(Natural-language object grounding data)

○ ○ ○

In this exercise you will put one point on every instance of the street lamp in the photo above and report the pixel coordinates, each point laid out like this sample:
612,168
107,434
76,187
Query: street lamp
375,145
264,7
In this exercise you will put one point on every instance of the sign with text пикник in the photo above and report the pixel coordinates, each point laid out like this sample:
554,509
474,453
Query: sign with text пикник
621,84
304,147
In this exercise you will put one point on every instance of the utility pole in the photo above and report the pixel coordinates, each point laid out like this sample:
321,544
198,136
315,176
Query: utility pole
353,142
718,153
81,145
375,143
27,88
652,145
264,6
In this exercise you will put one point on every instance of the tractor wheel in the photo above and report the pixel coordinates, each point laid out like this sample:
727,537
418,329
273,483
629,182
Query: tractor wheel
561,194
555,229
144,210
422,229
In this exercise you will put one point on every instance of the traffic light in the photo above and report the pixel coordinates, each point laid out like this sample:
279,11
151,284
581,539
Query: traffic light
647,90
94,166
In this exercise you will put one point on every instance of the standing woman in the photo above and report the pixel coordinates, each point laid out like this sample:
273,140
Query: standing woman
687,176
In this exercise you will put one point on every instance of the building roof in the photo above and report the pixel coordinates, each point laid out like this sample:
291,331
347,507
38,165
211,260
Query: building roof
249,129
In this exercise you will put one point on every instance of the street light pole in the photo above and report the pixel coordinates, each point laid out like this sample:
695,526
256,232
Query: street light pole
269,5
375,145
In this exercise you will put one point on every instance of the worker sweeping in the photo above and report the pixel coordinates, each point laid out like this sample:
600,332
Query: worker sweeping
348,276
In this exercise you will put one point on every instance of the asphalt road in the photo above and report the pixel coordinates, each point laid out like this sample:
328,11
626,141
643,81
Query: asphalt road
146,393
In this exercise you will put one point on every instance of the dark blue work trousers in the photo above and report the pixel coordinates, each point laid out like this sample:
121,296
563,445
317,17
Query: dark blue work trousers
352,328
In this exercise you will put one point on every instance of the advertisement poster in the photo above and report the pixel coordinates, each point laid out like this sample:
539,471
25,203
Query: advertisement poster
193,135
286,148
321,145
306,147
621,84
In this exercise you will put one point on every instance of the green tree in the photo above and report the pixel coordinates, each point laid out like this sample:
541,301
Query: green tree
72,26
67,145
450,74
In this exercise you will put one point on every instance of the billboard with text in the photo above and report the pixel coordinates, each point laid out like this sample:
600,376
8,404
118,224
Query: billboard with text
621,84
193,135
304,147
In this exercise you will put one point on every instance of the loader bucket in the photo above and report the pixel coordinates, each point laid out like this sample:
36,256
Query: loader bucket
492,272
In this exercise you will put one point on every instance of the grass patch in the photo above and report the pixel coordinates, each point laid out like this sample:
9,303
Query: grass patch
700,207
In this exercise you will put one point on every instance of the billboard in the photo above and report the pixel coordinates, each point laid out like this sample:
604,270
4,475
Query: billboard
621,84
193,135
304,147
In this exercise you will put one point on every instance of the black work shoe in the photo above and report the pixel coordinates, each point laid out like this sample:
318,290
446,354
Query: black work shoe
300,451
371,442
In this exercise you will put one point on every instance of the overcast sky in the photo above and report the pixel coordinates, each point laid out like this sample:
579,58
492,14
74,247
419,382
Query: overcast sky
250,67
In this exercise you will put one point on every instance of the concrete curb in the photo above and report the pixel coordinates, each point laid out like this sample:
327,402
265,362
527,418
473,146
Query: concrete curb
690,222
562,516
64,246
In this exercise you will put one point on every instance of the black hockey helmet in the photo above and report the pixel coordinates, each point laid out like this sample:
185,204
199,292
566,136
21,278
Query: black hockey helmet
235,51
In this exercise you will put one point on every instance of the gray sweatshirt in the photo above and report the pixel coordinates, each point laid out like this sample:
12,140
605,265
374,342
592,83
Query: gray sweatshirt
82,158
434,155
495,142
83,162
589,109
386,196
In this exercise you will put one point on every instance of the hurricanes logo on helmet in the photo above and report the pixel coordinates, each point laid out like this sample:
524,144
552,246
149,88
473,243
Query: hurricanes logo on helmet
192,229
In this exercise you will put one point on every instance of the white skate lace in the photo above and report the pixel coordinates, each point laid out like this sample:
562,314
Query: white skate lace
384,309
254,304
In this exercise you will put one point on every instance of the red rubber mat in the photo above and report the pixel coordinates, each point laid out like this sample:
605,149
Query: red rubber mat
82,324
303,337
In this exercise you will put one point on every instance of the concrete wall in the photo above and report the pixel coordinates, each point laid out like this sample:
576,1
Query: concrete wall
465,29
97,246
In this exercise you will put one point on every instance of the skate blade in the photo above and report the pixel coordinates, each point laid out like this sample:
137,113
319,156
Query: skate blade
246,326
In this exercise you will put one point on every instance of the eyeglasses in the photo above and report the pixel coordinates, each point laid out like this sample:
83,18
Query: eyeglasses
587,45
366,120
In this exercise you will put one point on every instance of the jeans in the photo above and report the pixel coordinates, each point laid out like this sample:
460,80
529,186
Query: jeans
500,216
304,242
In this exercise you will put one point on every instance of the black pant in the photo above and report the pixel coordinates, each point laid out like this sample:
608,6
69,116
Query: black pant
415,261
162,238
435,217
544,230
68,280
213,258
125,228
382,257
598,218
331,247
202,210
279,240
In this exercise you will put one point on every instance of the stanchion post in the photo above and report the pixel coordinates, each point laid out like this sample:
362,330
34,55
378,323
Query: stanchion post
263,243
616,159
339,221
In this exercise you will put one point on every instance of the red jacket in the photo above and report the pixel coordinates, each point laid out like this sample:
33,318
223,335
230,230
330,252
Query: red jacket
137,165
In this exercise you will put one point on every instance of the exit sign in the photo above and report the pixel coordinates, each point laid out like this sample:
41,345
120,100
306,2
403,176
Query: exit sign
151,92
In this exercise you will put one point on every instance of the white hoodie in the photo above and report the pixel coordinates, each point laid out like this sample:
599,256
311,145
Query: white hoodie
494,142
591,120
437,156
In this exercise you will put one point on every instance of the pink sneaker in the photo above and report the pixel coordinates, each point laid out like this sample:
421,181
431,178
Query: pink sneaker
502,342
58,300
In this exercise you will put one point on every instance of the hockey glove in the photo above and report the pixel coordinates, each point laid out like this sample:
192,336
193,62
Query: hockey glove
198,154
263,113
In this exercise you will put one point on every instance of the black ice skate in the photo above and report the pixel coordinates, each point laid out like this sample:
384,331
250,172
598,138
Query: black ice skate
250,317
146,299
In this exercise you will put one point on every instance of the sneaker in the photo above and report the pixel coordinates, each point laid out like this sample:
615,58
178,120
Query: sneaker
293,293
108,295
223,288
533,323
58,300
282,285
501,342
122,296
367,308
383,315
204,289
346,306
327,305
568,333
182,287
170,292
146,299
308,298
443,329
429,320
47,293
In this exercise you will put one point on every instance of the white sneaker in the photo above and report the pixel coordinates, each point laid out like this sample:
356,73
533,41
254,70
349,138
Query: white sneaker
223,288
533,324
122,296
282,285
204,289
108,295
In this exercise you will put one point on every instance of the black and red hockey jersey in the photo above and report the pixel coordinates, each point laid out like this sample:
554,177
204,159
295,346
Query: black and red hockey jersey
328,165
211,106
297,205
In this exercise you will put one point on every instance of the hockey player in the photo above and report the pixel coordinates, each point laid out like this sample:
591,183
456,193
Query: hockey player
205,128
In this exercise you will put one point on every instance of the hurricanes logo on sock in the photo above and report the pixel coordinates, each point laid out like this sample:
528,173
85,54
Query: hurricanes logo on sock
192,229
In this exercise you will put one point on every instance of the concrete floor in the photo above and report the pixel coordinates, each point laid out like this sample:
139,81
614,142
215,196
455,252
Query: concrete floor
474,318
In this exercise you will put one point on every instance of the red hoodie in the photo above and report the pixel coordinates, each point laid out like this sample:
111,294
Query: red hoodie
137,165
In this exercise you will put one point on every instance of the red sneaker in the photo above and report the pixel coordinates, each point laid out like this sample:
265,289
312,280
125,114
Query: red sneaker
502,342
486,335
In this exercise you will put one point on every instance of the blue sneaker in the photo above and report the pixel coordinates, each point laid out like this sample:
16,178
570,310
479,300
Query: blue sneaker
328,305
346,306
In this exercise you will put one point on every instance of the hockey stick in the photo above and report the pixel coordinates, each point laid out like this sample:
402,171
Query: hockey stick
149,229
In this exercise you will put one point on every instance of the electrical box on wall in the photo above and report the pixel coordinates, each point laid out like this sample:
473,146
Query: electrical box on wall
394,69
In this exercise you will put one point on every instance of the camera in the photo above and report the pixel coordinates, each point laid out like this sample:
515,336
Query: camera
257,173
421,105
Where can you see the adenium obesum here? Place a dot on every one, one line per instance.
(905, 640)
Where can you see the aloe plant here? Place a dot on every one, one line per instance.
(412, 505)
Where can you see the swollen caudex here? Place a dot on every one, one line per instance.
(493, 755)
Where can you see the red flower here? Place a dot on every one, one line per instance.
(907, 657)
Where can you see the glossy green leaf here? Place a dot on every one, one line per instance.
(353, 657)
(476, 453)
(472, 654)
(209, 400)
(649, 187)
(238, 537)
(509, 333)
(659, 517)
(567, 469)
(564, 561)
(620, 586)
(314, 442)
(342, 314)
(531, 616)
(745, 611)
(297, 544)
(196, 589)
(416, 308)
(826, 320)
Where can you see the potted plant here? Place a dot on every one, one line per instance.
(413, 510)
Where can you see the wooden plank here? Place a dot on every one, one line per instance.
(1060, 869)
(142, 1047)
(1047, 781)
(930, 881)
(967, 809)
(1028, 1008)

○ ○ ○

Nothing but the lines from the one that contains "Where can you see the glossy" through the end of the data above should appear, each reproduced exactly.

Result of this exercise:
Where can you see the glossy green leaf here? Place a dot on every one, one line per instance.
(353, 657)
(476, 453)
(472, 654)
(209, 400)
(649, 187)
(238, 537)
(509, 333)
(659, 517)
(567, 469)
(564, 561)
(620, 586)
(314, 442)
(342, 314)
(531, 616)
(745, 611)
(297, 544)
(196, 589)
(416, 308)
(826, 320)
Where can you see the potted plant here? Place a dot on every one, one line per instance.
(413, 510)
Where can you see the wooden plank here? Place a dot on every one, one line per instance.
(1060, 869)
(142, 1047)
(1047, 781)
(930, 881)
(967, 809)
(1028, 1008)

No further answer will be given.